#### WHAT TO WORK ON:
Reproduce, exactly, the lines of the material below from the line containing "As part of the labeling sprint, tag all instances of street" through the line containing "As part of the labeling sprint, tag all instances of stone", with both end lines included and nothing else.

#### DATA EXCERPTS:
>>>>

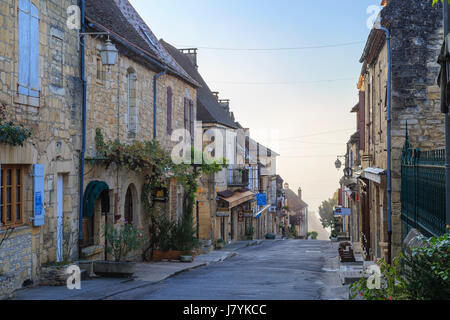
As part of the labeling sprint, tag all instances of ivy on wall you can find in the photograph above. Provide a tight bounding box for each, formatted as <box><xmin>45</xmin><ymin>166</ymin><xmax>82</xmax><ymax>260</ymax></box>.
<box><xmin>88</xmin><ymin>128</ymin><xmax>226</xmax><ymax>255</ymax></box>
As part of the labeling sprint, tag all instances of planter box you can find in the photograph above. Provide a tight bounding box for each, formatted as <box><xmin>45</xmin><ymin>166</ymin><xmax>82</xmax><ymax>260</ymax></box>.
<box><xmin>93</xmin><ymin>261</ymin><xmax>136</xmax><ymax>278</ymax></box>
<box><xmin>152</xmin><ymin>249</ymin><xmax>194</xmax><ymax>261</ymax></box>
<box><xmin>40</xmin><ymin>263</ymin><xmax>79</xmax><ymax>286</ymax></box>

<<<<
>>>>

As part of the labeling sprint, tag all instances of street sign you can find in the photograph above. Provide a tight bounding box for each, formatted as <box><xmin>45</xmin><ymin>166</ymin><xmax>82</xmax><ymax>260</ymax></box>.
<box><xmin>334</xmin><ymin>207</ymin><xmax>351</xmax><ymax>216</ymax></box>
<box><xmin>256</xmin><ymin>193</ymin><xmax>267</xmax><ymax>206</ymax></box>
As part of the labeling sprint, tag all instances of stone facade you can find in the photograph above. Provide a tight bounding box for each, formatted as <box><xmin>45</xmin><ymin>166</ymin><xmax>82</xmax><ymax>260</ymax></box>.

<<<<

#### REPLY TO THE TASK:
As part of the labeling sprint, tag all instances of street sign you can find in the photograph above. Provide a tight bounding box for each, formatted as <box><xmin>45</xmin><ymin>166</ymin><xmax>82</xmax><ymax>260</ymax></box>.
<box><xmin>334</xmin><ymin>207</ymin><xmax>351</xmax><ymax>216</ymax></box>
<box><xmin>256</xmin><ymin>193</ymin><xmax>267</xmax><ymax>206</ymax></box>
As part of the labeling sprint, tag all instances of stone facade you can find in the photograph above. Provide a tight bounding box for each, formatted as <box><xmin>45</xmin><ymin>166</ymin><xmax>82</xmax><ymax>260</ymax></box>.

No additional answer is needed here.